Work task: Would you retype each record exactly as given?

*** Input records ***

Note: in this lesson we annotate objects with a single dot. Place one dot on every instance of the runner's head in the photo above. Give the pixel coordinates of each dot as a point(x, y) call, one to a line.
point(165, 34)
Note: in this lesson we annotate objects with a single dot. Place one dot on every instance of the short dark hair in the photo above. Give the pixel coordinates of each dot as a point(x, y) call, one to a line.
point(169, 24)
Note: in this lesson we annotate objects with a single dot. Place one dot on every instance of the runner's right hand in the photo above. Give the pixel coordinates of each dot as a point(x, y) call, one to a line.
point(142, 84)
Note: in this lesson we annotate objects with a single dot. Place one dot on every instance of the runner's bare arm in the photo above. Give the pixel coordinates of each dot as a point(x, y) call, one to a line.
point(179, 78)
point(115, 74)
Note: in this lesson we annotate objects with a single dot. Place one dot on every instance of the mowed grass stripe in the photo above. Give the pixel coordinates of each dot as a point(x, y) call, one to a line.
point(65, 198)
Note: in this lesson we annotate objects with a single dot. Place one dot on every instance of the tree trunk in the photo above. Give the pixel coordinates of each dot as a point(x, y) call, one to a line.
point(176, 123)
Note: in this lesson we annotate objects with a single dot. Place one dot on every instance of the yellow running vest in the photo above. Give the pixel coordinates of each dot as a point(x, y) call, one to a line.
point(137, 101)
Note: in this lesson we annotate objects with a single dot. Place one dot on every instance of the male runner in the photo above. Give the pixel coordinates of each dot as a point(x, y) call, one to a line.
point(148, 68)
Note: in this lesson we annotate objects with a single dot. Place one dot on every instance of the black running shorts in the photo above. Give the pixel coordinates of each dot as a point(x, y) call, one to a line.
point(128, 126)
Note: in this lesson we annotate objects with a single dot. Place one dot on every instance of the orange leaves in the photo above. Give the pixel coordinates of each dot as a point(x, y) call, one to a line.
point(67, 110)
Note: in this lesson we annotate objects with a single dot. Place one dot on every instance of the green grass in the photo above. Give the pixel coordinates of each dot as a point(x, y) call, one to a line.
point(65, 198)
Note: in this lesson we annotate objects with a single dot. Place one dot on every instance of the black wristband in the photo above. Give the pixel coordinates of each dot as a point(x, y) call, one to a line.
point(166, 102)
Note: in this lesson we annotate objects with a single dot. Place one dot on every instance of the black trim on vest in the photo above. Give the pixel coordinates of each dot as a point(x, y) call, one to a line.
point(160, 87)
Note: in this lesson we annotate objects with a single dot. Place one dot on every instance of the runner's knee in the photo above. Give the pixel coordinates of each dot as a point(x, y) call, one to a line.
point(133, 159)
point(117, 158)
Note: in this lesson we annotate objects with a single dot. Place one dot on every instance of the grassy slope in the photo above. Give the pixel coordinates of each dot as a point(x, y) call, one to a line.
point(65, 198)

*** End of Input records ***

Final answer:
Note: in this lesson we annotate objects with a single dot. Place one dot on every instance of the runner's head in the photo above. Give the pixel coordinates of each dot as a point(x, y) call, one to a line.
point(165, 34)
Note: in this lesson we annotate objects with a single dot. Place one dot on every instance of the short dark hair in the photo above. Give the pixel coordinates of each dot as a point(x, y) call, one to a line.
point(169, 24)
Note: in this lesson we annotate objects with a single dot. Place one dot on every instance of the runner's right hand in the photo above. Give the pixel coordinates of each dot as a point(x, y) call, one to a line.
point(142, 84)
Note: in this lesson we annotate objects with a single dot. Place one dot on every instance of the runner's bare arm in the photo above. Give the pixel coordinates of each dot as a point(x, y) call, one to a line.
point(179, 78)
point(115, 74)
Note: in this lesson we annotate objects with a single dot. Place one dot on every instance of the mowed grass stripe in the photo above. Give the pixel coordinates of each dot as a point(x, y) call, one to a line.
point(65, 198)
Note: in this lesson we annotate objects with a single dot. Place one dot on every instance of the tree trunk in the photo above. Give the pixel coordinates of each dot as a point(x, y) call, one to a line.
point(176, 123)
Note: in this lesson we annotate objects with a single dot. Place one dot on every instance of the yellow running vest in the photo above. Give the pixel coordinates of each dot as a point(x, y) call, one to a line.
point(137, 101)
Note: in this lesson we annotate objects with a single dot. Place one dot on every instance of the male runner in the photo above. Give the pixel coordinates of each dot as a point(x, y) call, one to a line.
point(148, 68)
Note: in this lesson we annotate objects with a single dot. Place one dot on every instance of the black running shorts in the photo above. Give the pixel coordinates of each dot as a point(x, y) call, one to a line.
point(128, 126)
Note: in this lesson we annotate objects with a single dot. Place one dot on every instance of the orange leaves in the photo above. Give the pixel coordinates of each dot as a point(x, y) call, one to a line.
point(67, 110)
Note: in this lesson we annotate objects with a single dot. Place one dot on every instance of the green grass in the photo above. Give the pixel coordinates of each dot as a point(x, y) call, one to a line.
point(65, 198)
Note: in this lesson we annotate objects with a single dot. Place one dot on every instance of the black wristband in the photo above. Give the pixel coordinates of each dot as a point(x, y) call, one to a line.
point(166, 102)
Note: in this lesson we annotate objects with a single dot. Place one dot on every instance of the black trim on vest in the photo above. Give the pixel coordinates of each dot as a point(x, y) call, one to a line.
point(160, 87)
Note: in this lesson we annotate objects with a single dot. Place one dot on every instance of the runner's knee in the photo above. Give the pixel coordinates of each dot as a point(x, y) call, one to a line.
point(133, 159)
point(117, 158)
Note: in this lesson we annotate objects with a single dot. Place one dot on every instance of the grassy slope in the photo above. Give the pixel coordinates of each dot as a point(x, y) call, one to a line.
point(65, 198)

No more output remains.